Sift the material below and retain only those lines that contain the string "fuselage", copying each one in full.

════════════════════

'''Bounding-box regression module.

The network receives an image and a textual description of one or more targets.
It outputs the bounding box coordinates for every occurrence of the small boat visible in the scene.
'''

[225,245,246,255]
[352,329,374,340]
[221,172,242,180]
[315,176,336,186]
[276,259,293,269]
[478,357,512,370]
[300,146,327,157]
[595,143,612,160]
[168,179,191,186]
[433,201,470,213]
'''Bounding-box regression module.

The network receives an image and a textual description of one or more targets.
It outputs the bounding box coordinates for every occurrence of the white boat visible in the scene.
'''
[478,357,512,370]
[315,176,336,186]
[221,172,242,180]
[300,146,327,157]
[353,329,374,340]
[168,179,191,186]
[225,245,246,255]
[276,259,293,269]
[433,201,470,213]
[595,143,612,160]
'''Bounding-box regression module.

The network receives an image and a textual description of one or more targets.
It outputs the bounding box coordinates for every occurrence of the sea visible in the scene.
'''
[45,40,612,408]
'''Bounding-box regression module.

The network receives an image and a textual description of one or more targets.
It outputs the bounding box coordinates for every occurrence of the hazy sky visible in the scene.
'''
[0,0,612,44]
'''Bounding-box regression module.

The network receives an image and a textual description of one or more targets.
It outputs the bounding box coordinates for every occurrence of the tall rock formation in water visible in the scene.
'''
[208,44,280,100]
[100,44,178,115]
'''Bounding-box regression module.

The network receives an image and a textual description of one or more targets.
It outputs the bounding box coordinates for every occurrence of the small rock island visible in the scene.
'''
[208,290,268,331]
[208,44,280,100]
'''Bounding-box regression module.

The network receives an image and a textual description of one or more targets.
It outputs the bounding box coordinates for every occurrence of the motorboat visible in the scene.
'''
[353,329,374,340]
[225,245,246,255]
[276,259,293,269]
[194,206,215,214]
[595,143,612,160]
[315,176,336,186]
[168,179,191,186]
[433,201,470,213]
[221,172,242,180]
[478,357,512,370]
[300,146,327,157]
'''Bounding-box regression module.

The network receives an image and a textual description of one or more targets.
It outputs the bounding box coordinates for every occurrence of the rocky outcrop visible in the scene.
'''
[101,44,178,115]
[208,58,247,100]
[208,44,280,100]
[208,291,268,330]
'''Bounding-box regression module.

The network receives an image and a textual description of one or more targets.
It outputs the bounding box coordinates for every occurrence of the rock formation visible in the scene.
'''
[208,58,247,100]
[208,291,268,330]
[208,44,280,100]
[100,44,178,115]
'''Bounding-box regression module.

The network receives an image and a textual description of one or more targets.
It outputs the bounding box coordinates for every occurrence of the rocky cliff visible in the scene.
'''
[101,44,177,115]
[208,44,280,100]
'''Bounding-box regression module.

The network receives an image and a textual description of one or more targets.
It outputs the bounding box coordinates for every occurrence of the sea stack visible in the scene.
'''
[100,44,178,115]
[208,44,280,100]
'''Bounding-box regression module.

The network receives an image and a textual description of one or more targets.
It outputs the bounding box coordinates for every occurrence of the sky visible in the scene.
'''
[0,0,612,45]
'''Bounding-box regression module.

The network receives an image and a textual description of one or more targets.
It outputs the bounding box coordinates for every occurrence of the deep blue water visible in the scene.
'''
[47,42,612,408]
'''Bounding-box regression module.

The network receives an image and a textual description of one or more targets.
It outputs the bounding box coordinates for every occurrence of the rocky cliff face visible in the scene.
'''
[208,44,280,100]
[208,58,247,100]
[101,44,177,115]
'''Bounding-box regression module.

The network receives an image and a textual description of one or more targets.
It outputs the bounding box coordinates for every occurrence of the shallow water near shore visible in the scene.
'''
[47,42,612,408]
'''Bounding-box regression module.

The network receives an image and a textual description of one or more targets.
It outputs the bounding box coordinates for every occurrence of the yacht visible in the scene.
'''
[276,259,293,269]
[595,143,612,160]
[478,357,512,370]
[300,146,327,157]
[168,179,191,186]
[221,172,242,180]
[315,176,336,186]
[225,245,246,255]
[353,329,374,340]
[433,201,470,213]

════════════════════

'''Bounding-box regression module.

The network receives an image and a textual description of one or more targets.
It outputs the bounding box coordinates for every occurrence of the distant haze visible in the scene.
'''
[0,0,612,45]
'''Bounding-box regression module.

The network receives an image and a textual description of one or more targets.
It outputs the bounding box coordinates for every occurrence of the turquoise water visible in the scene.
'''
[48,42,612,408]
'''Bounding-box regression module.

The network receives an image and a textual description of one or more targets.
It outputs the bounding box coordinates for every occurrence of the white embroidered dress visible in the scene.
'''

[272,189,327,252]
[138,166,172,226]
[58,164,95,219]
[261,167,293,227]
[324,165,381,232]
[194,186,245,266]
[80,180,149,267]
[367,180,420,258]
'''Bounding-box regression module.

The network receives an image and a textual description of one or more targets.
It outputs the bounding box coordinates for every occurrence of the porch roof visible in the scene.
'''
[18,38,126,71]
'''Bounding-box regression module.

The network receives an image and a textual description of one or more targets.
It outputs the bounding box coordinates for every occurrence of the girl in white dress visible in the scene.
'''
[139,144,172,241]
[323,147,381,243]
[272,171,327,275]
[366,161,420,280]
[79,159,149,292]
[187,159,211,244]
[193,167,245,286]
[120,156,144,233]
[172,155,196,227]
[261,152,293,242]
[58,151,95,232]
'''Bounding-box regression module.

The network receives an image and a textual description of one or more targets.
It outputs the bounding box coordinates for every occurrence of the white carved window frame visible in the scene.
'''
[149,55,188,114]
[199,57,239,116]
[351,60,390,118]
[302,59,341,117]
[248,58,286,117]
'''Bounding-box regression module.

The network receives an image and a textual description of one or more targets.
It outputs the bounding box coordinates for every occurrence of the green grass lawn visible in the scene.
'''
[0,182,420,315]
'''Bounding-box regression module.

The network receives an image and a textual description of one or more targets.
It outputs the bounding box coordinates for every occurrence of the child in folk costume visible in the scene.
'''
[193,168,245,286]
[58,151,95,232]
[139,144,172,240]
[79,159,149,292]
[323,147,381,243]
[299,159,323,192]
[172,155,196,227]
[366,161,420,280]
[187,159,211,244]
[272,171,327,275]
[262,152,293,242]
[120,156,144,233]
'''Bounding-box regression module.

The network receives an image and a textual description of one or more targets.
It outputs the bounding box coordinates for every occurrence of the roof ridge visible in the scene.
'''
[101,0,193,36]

════════════════════

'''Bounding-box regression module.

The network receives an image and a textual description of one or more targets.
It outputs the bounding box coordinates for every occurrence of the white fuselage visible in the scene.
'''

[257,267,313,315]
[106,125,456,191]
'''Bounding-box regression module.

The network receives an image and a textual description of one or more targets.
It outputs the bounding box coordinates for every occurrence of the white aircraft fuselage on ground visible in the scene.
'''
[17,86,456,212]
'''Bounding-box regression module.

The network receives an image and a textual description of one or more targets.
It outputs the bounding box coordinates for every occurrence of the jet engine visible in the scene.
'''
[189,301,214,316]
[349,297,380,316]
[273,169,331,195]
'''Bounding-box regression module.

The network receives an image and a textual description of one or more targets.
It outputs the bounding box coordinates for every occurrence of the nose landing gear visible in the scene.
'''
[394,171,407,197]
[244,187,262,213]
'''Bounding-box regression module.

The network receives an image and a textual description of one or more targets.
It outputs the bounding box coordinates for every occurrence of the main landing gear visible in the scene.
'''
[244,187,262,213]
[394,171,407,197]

════════════════════

TASK RESULT:
It outputs the bounding box coordinates for every occurrence of the white fuselage visible in the scene.
It outputs the bounding box coordinates for every occurrence of the white aircraft fuselage on ground visible in the scene.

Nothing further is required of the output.